Problem statement = Note the line where "of the utility" appears in the data below; write it out exactly, along with every line that comes after it to the end.

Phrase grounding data
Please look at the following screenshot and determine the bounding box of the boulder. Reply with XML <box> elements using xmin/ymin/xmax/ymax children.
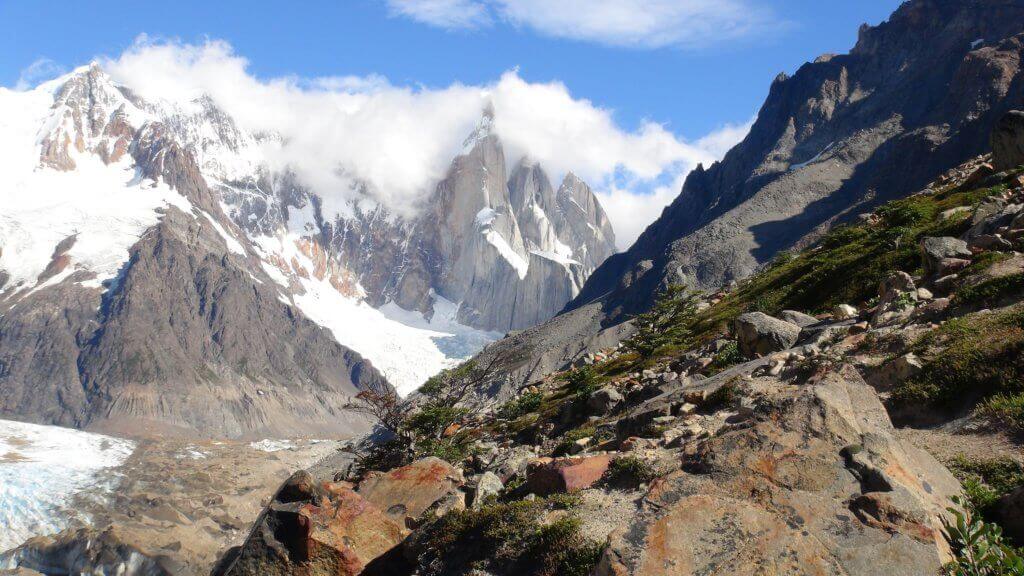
<box><xmin>920</xmin><ymin>237</ymin><xmax>971</xmax><ymax>276</ymax></box>
<box><xmin>216</xmin><ymin>472</ymin><xmax>406</xmax><ymax>576</ymax></box>
<box><xmin>734</xmin><ymin>312</ymin><xmax>801</xmax><ymax>358</ymax></box>
<box><xmin>597</xmin><ymin>367</ymin><xmax>961</xmax><ymax>576</ymax></box>
<box><xmin>871</xmin><ymin>271</ymin><xmax>918</xmax><ymax>326</ymax></box>
<box><xmin>526</xmin><ymin>454</ymin><xmax>612</xmax><ymax>495</ymax></box>
<box><xmin>357</xmin><ymin>457</ymin><xmax>465</xmax><ymax>526</ymax></box>
<box><xmin>778</xmin><ymin>310</ymin><xmax>820</xmax><ymax>327</ymax></box>
<box><xmin>866</xmin><ymin>353</ymin><xmax>925</xmax><ymax>391</ymax></box>
<box><xmin>833</xmin><ymin>304</ymin><xmax>859</xmax><ymax>320</ymax></box>
<box><xmin>991</xmin><ymin>110</ymin><xmax>1024</xmax><ymax>171</ymax></box>
<box><xmin>471</xmin><ymin>471</ymin><xmax>504</xmax><ymax>509</ymax></box>
<box><xmin>488</xmin><ymin>445</ymin><xmax>537</xmax><ymax>482</ymax></box>
<box><xmin>587</xmin><ymin>386</ymin><xmax>624</xmax><ymax>415</ymax></box>
<box><xmin>996</xmin><ymin>485</ymin><xmax>1024</xmax><ymax>543</ymax></box>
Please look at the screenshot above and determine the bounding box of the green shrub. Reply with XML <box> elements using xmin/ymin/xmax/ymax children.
<box><xmin>705</xmin><ymin>341</ymin><xmax>743</xmax><ymax>375</ymax></box>
<box><xmin>553</xmin><ymin>424</ymin><xmax>598</xmax><ymax>456</ymax></box>
<box><xmin>623</xmin><ymin>284</ymin><xmax>701</xmax><ymax>357</ymax></box>
<box><xmin>498</xmin><ymin>391</ymin><xmax>544</xmax><ymax>420</ymax></box>
<box><xmin>942</xmin><ymin>497</ymin><xmax>1024</xmax><ymax>575</ymax></box>
<box><xmin>413</xmin><ymin>498</ymin><xmax>603</xmax><ymax>576</ymax></box>
<box><xmin>565</xmin><ymin>366</ymin><xmax>598</xmax><ymax>396</ymax></box>
<box><xmin>703</xmin><ymin>380</ymin><xmax>739</xmax><ymax>412</ymax></box>
<box><xmin>602</xmin><ymin>456</ymin><xmax>658</xmax><ymax>488</ymax></box>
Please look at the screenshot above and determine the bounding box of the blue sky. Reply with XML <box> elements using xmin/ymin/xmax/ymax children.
<box><xmin>0</xmin><ymin>0</ymin><xmax>904</xmax><ymax>245</ymax></box>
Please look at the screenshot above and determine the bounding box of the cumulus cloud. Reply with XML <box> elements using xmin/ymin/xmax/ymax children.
<box><xmin>96</xmin><ymin>37</ymin><xmax>748</xmax><ymax>245</ymax></box>
<box><xmin>385</xmin><ymin>0</ymin><xmax>775</xmax><ymax>48</ymax></box>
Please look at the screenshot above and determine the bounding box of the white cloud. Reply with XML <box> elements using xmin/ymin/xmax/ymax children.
<box><xmin>385</xmin><ymin>0</ymin><xmax>775</xmax><ymax>48</ymax></box>
<box><xmin>386</xmin><ymin>0</ymin><xmax>492</xmax><ymax>29</ymax></box>
<box><xmin>95</xmin><ymin>38</ymin><xmax>748</xmax><ymax>246</ymax></box>
<box><xmin>15</xmin><ymin>58</ymin><xmax>66</xmax><ymax>91</ymax></box>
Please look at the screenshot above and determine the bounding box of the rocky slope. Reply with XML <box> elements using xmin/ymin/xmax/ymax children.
<box><xmin>574</xmin><ymin>0</ymin><xmax>1024</xmax><ymax>321</ymax></box>
<box><xmin>456</xmin><ymin>0</ymin><xmax>1024</xmax><ymax>404</ymax></box>
<box><xmin>203</xmin><ymin>129</ymin><xmax>1024</xmax><ymax>576</ymax></box>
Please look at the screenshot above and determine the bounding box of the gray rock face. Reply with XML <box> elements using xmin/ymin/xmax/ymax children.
<box><xmin>920</xmin><ymin>237</ymin><xmax>972</xmax><ymax>276</ymax></box>
<box><xmin>0</xmin><ymin>528</ymin><xmax>180</xmax><ymax>576</ymax></box>
<box><xmin>992</xmin><ymin>110</ymin><xmax>1024</xmax><ymax>171</ymax></box>
<box><xmin>212</xmin><ymin>109</ymin><xmax>616</xmax><ymax>333</ymax></box>
<box><xmin>734</xmin><ymin>312</ymin><xmax>801</xmax><ymax>358</ymax></box>
<box><xmin>569</xmin><ymin>0</ymin><xmax>1024</xmax><ymax>324</ymax></box>
<box><xmin>778</xmin><ymin>310</ymin><xmax>819</xmax><ymax>327</ymax></box>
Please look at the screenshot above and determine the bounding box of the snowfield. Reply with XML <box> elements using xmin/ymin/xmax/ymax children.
<box><xmin>0</xmin><ymin>78</ymin><xmax>193</xmax><ymax>297</ymax></box>
<box><xmin>0</xmin><ymin>419</ymin><xmax>135</xmax><ymax>552</ymax></box>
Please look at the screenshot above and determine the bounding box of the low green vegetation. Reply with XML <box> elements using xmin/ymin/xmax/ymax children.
<box><xmin>891</xmin><ymin>306</ymin><xmax>1024</xmax><ymax>415</ymax></box>
<box><xmin>956</xmin><ymin>273</ymin><xmax>1024</xmax><ymax>307</ymax></box>
<box><xmin>949</xmin><ymin>456</ymin><xmax>1024</xmax><ymax>520</ymax></box>
<box><xmin>604</xmin><ymin>182</ymin><xmax>1005</xmax><ymax>373</ymax></box>
<box><xmin>498</xmin><ymin>391</ymin><xmax>544</xmax><ymax>420</ymax></box>
<box><xmin>602</xmin><ymin>455</ymin><xmax>658</xmax><ymax>488</ymax></box>
<box><xmin>705</xmin><ymin>340</ymin><xmax>743</xmax><ymax>375</ymax></box>
<box><xmin>414</xmin><ymin>497</ymin><xmax>603</xmax><ymax>576</ymax></box>
<box><xmin>979</xmin><ymin>393</ymin><xmax>1024</xmax><ymax>432</ymax></box>
<box><xmin>942</xmin><ymin>497</ymin><xmax>1024</xmax><ymax>575</ymax></box>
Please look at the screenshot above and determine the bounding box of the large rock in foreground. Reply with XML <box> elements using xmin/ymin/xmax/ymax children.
<box><xmin>356</xmin><ymin>457</ymin><xmax>465</xmax><ymax>527</ymax></box>
<box><xmin>214</xmin><ymin>471</ymin><xmax>406</xmax><ymax>576</ymax></box>
<box><xmin>598</xmin><ymin>366</ymin><xmax>961</xmax><ymax>575</ymax></box>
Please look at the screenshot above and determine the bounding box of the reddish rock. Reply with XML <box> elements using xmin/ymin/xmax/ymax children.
<box><xmin>526</xmin><ymin>454</ymin><xmax>612</xmax><ymax>495</ymax></box>
<box><xmin>357</xmin><ymin>457</ymin><xmax>465</xmax><ymax>526</ymax></box>
<box><xmin>217</xmin><ymin>471</ymin><xmax>406</xmax><ymax>576</ymax></box>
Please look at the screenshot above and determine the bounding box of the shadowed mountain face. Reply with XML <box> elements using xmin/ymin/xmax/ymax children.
<box><xmin>570</xmin><ymin>0</ymin><xmax>1024</xmax><ymax>323</ymax></box>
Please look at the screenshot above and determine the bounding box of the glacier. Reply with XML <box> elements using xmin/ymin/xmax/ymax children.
<box><xmin>0</xmin><ymin>419</ymin><xmax>135</xmax><ymax>552</ymax></box>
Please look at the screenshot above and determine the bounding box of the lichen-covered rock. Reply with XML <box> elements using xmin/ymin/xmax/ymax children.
<box><xmin>356</xmin><ymin>457</ymin><xmax>465</xmax><ymax>526</ymax></box>
<box><xmin>734</xmin><ymin>312</ymin><xmax>801</xmax><ymax>358</ymax></box>
<box><xmin>597</xmin><ymin>366</ymin><xmax>961</xmax><ymax>576</ymax></box>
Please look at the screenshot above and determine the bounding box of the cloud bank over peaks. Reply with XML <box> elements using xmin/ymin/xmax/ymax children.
<box><xmin>82</xmin><ymin>37</ymin><xmax>750</xmax><ymax>246</ymax></box>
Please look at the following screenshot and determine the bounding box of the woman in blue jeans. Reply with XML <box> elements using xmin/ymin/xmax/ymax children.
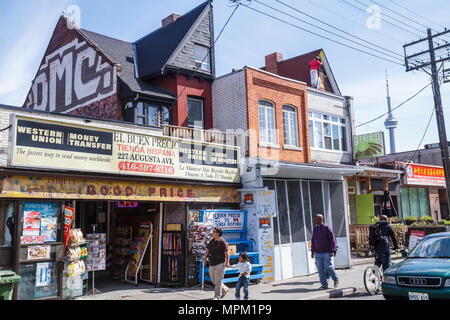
<box><xmin>311</xmin><ymin>214</ymin><xmax>339</xmax><ymax>289</ymax></box>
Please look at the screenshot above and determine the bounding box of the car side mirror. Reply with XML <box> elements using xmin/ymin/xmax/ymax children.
<box><xmin>402</xmin><ymin>250</ymin><xmax>409</xmax><ymax>257</ymax></box>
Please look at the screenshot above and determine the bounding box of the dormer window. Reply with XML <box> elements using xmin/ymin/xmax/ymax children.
<box><xmin>194</xmin><ymin>44</ymin><xmax>211</xmax><ymax>72</ymax></box>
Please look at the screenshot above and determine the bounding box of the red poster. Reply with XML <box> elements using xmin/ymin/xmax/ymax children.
<box><xmin>64</xmin><ymin>207</ymin><xmax>75</xmax><ymax>250</ymax></box>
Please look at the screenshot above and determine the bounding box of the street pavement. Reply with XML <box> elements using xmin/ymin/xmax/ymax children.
<box><xmin>78</xmin><ymin>256</ymin><xmax>399</xmax><ymax>301</ymax></box>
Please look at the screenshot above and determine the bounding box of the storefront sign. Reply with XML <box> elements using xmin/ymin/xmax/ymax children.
<box><xmin>200</xmin><ymin>210</ymin><xmax>246</xmax><ymax>231</ymax></box>
<box><xmin>9</xmin><ymin>115</ymin><xmax>240</xmax><ymax>183</ymax></box>
<box><xmin>353</xmin><ymin>131</ymin><xmax>385</xmax><ymax>159</ymax></box>
<box><xmin>404</xmin><ymin>164</ymin><xmax>445</xmax><ymax>187</ymax></box>
<box><xmin>259</xmin><ymin>218</ymin><xmax>271</xmax><ymax>229</ymax></box>
<box><xmin>0</xmin><ymin>175</ymin><xmax>241</xmax><ymax>203</ymax></box>
<box><xmin>117</xmin><ymin>201</ymin><xmax>139</xmax><ymax>208</ymax></box>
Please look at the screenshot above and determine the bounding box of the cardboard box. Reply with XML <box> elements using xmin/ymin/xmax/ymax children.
<box><xmin>228</xmin><ymin>245</ymin><xmax>237</xmax><ymax>256</ymax></box>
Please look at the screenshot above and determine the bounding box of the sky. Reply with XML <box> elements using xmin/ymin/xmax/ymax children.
<box><xmin>1</xmin><ymin>0</ymin><xmax>450</xmax><ymax>153</ymax></box>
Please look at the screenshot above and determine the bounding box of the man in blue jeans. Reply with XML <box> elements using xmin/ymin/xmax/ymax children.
<box><xmin>311</xmin><ymin>214</ymin><xmax>339</xmax><ymax>290</ymax></box>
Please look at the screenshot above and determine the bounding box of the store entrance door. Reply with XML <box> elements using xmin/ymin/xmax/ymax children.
<box><xmin>15</xmin><ymin>201</ymin><xmax>65</xmax><ymax>300</ymax></box>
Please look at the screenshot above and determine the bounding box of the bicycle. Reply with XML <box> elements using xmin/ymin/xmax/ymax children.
<box><xmin>363</xmin><ymin>248</ymin><xmax>400</xmax><ymax>295</ymax></box>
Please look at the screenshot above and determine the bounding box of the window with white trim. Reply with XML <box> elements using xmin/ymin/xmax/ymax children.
<box><xmin>259</xmin><ymin>100</ymin><xmax>277</xmax><ymax>145</ymax></box>
<box><xmin>187</xmin><ymin>97</ymin><xmax>205</xmax><ymax>129</ymax></box>
<box><xmin>283</xmin><ymin>105</ymin><xmax>299</xmax><ymax>147</ymax></box>
<box><xmin>194</xmin><ymin>44</ymin><xmax>211</xmax><ymax>72</ymax></box>
<box><xmin>308</xmin><ymin>112</ymin><xmax>348</xmax><ymax>151</ymax></box>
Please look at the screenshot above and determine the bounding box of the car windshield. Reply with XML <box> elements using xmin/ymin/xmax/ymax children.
<box><xmin>410</xmin><ymin>236</ymin><xmax>450</xmax><ymax>258</ymax></box>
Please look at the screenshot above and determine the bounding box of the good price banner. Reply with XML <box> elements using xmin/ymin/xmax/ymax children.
<box><xmin>9</xmin><ymin>115</ymin><xmax>240</xmax><ymax>183</ymax></box>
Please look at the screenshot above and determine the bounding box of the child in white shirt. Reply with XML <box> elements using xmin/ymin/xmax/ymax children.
<box><xmin>227</xmin><ymin>252</ymin><xmax>252</xmax><ymax>300</ymax></box>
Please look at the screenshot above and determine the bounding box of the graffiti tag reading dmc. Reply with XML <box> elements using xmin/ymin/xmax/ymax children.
<box><xmin>25</xmin><ymin>38</ymin><xmax>117</xmax><ymax>114</ymax></box>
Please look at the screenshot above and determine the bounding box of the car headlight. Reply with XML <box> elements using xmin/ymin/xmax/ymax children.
<box><xmin>382</xmin><ymin>275</ymin><xmax>396</xmax><ymax>284</ymax></box>
<box><xmin>445</xmin><ymin>279</ymin><xmax>450</xmax><ymax>287</ymax></box>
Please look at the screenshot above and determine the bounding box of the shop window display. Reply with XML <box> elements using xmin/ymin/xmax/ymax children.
<box><xmin>17</xmin><ymin>202</ymin><xmax>63</xmax><ymax>300</ymax></box>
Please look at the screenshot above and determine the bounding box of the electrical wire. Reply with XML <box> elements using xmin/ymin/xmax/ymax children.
<box><xmin>0</xmin><ymin>125</ymin><xmax>11</xmax><ymax>132</ymax></box>
<box><xmin>355</xmin><ymin>0</ymin><xmax>428</xmax><ymax>36</ymax></box>
<box><xmin>390</xmin><ymin>0</ymin><xmax>448</xmax><ymax>31</ymax></box>
<box><xmin>407</xmin><ymin>76</ymin><xmax>444</xmax><ymax>163</ymax></box>
<box><xmin>367</xmin><ymin>0</ymin><xmax>450</xmax><ymax>44</ymax></box>
<box><xmin>240</xmin><ymin>2</ymin><xmax>405</xmax><ymax>66</ymax></box>
<box><xmin>369</xmin><ymin>0</ymin><xmax>437</xmax><ymax>32</ymax></box>
<box><xmin>339</xmin><ymin>0</ymin><xmax>423</xmax><ymax>38</ymax></box>
<box><xmin>356</xmin><ymin>81</ymin><xmax>432</xmax><ymax>128</ymax></box>
<box><xmin>273</xmin><ymin>0</ymin><xmax>405</xmax><ymax>60</ymax></box>
<box><xmin>306</xmin><ymin>0</ymin><xmax>405</xmax><ymax>46</ymax></box>
<box><xmin>156</xmin><ymin>3</ymin><xmax>241</xmax><ymax>122</ymax></box>
<box><xmin>407</xmin><ymin>107</ymin><xmax>435</xmax><ymax>163</ymax></box>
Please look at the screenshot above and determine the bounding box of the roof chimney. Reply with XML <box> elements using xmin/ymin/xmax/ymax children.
<box><xmin>162</xmin><ymin>14</ymin><xmax>181</xmax><ymax>27</ymax></box>
<box><xmin>265</xmin><ymin>52</ymin><xmax>283</xmax><ymax>74</ymax></box>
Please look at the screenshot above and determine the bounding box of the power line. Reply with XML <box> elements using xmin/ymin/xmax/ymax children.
<box><xmin>239</xmin><ymin>2</ymin><xmax>404</xmax><ymax>66</ymax></box>
<box><xmin>355</xmin><ymin>0</ymin><xmax>427</xmax><ymax>36</ymax></box>
<box><xmin>274</xmin><ymin>0</ymin><xmax>404</xmax><ymax>60</ymax></box>
<box><xmin>367</xmin><ymin>0</ymin><xmax>450</xmax><ymax>43</ymax></box>
<box><xmin>306</xmin><ymin>0</ymin><xmax>405</xmax><ymax>46</ymax></box>
<box><xmin>339</xmin><ymin>0</ymin><xmax>423</xmax><ymax>38</ymax></box>
<box><xmin>407</xmin><ymin>106</ymin><xmax>435</xmax><ymax>163</ymax></box>
<box><xmin>356</xmin><ymin>81</ymin><xmax>432</xmax><ymax>128</ymax></box>
<box><xmin>369</xmin><ymin>0</ymin><xmax>435</xmax><ymax>32</ymax></box>
<box><xmin>390</xmin><ymin>0</ymin><xmax>448</xmax><ymax>31</ymax></box>
<box><xmin>158</xmin><ymin>3</ymin><xmax>241</xmax><ymax>122</ymax></box>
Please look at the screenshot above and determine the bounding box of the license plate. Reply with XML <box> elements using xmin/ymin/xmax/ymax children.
<box><xmin>408</xmin><ymin>292</ymin><xmax>429</xmax><ymax>300</ymax></box>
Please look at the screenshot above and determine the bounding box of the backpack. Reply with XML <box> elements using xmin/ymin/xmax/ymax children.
<box><xmin>369</xmin><ymin>223</ymin><xmax>382</xmax><ymax>247</ymax></box>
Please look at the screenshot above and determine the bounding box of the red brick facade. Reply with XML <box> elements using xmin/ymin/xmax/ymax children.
<box><xmin>153</xmin><ymin>74</ymin><xmax>213</xmax><ymax>129</ymax></box>
<box><xmin>245</xmin><ymin>68</ymin><xmax>310</xmax><ymax>163</ymax></box>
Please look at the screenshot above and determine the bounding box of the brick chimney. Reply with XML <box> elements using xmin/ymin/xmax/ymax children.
<box><xmin>162</xmin><ymin>14</ymin><xmax>181</xmax><ymax>27</ymax></box>
<box><xmin>265</xmin><ymin>52</ymin><xmax>283</xmax><ymax>74</ymax></box>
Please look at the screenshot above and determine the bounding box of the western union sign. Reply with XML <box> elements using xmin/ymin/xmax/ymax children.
<box><xmin>9</xmin><ymin>115</ymin><xmax>240</xmax><ymax>183</ymax></box>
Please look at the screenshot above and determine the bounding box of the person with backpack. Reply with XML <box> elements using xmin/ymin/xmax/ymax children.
<box><xmin>311</xmin><ymin>214</ymin><xmax>339</xmax><ymax>290</ymax></box>
<box><xmin>369</xmin><ymin>215</ymin><xmax>399</xmax><ymax>272</ymax></box>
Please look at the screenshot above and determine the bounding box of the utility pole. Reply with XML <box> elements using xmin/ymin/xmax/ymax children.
<box><xmin>404</xmin><ymin>28</ymin><xmax>450</xmax><ymax>218</ymax></box>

Solution below =
Please look at the screenshot above and determine the bounding box of the utility pole. Reply with XML <box> elements using xmin/ymin/xmax/ymax children.
<box><xmin>404</xmin><ymin>28</ymin><xmax>450</xmax><ymax>218</ymax></box>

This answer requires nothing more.